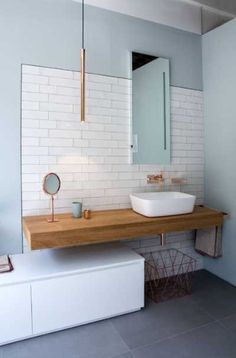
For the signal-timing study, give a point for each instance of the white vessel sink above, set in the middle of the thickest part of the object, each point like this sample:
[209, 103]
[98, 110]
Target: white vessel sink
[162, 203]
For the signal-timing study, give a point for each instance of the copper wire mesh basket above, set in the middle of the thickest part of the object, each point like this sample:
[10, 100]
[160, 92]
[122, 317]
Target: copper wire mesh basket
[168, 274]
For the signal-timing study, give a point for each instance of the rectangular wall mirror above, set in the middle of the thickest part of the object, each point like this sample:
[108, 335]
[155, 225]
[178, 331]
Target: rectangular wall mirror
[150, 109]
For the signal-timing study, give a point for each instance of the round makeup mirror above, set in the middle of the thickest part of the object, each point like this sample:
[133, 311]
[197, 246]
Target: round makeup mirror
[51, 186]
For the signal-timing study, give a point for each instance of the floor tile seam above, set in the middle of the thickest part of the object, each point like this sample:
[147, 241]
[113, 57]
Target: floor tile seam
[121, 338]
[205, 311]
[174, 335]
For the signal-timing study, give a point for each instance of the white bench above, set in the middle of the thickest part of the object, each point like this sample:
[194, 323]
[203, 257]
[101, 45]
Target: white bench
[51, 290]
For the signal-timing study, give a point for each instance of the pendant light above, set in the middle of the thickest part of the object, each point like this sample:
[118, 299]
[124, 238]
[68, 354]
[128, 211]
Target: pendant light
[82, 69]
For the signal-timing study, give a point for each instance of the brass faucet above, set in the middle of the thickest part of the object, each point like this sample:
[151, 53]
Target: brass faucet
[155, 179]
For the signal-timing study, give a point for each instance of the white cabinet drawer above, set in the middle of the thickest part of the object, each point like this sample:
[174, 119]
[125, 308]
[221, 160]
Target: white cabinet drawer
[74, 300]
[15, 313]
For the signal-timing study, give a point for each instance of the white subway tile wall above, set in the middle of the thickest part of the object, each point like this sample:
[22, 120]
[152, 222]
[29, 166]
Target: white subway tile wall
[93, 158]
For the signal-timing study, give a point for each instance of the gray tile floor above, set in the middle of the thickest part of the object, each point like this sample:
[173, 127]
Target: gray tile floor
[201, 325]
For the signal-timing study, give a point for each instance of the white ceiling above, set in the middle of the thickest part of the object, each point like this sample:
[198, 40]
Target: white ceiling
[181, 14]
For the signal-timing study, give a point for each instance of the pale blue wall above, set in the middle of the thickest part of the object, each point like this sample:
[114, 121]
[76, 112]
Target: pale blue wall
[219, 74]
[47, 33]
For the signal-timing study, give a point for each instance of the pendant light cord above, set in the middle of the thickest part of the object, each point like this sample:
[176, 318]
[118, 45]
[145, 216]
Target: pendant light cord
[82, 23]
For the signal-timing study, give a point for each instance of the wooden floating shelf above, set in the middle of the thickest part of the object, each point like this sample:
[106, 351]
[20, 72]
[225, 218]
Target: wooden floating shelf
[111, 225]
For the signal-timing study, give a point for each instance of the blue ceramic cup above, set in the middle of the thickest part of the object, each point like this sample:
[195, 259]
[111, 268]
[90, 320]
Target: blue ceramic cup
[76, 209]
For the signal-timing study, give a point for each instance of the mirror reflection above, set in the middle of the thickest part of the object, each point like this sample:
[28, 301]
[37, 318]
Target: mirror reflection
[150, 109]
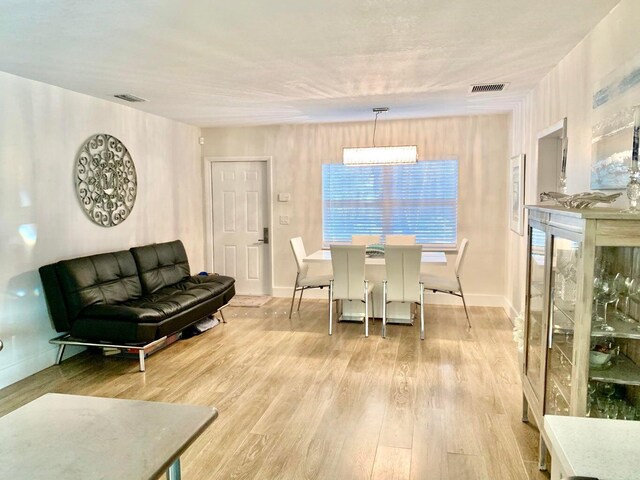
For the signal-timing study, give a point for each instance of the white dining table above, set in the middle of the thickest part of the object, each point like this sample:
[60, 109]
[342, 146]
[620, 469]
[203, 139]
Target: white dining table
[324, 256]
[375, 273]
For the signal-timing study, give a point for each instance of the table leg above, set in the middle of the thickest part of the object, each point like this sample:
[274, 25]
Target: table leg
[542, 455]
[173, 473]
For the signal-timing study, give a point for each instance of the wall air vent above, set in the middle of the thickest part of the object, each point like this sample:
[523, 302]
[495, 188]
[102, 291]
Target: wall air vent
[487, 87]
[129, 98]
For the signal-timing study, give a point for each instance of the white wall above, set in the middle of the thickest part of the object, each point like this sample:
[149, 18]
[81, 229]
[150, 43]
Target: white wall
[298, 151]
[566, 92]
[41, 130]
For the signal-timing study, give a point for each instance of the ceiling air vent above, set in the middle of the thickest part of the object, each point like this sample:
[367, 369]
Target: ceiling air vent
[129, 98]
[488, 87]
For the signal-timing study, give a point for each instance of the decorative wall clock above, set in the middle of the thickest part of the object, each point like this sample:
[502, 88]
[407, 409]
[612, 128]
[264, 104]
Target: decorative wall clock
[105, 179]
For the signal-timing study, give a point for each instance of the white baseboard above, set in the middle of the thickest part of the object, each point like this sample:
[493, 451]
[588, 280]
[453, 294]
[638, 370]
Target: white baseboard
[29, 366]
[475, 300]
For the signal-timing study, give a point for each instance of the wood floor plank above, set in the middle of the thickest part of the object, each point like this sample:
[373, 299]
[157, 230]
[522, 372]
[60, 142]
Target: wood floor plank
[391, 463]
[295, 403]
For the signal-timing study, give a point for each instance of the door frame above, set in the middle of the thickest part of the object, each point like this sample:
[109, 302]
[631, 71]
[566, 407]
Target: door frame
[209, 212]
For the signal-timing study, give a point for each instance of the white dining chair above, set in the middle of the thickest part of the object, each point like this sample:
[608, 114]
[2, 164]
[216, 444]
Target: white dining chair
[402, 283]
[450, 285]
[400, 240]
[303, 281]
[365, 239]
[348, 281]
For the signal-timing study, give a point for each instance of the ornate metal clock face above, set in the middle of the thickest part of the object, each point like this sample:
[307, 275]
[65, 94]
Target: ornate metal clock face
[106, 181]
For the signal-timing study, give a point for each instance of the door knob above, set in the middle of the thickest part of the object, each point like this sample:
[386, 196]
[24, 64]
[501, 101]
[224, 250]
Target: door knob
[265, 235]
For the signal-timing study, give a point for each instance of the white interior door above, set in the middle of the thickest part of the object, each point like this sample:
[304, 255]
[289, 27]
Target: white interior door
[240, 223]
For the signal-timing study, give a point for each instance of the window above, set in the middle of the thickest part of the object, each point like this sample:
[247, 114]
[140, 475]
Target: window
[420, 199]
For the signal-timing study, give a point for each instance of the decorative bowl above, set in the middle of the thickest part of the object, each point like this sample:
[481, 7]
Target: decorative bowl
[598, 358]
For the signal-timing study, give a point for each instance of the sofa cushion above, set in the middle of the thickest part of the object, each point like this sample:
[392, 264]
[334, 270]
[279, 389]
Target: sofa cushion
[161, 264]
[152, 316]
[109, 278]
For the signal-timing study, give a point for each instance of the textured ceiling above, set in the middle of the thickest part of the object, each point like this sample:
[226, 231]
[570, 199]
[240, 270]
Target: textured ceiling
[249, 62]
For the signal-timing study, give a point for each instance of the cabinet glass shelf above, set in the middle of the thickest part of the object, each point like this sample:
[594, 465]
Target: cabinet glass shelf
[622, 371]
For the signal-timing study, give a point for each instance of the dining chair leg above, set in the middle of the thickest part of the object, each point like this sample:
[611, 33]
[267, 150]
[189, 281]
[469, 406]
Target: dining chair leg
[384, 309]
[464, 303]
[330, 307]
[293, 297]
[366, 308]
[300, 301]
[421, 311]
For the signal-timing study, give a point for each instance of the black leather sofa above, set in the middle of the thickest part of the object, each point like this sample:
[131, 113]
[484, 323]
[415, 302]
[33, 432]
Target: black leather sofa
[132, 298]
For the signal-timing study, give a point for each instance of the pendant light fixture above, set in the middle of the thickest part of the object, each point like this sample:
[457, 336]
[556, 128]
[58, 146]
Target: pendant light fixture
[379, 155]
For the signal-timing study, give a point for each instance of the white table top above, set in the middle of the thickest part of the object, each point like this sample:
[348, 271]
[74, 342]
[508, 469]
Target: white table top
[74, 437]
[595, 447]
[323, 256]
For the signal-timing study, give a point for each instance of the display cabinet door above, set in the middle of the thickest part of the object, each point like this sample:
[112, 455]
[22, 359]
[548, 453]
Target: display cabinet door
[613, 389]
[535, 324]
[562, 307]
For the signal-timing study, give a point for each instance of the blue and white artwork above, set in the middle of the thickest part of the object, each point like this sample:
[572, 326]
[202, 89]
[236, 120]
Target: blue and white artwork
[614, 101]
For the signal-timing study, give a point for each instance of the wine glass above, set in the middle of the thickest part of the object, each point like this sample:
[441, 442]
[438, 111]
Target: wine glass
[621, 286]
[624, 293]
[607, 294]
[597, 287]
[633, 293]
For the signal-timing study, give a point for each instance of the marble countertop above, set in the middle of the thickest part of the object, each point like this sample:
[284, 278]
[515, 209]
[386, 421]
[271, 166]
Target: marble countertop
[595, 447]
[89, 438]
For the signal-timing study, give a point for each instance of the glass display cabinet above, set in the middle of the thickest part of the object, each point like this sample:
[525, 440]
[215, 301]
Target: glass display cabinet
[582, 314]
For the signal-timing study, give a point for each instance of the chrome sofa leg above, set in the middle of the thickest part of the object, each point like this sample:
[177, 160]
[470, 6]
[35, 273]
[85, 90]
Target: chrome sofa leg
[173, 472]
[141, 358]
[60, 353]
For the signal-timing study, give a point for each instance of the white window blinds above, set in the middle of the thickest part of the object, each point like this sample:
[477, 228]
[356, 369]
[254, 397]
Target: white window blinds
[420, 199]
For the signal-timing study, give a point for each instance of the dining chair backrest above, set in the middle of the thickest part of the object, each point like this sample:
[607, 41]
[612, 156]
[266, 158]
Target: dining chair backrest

+ + + + + + +

TASK ITEM —
If a line in the entries holds the string "backrest", copy it.

ANSWER TO THIS TASK —
For the signal-timing study, give a point for each instance of the dining chair backrest above, set in the middle of the thickest part of the object, each point like this sample:
Target: dining chair backrest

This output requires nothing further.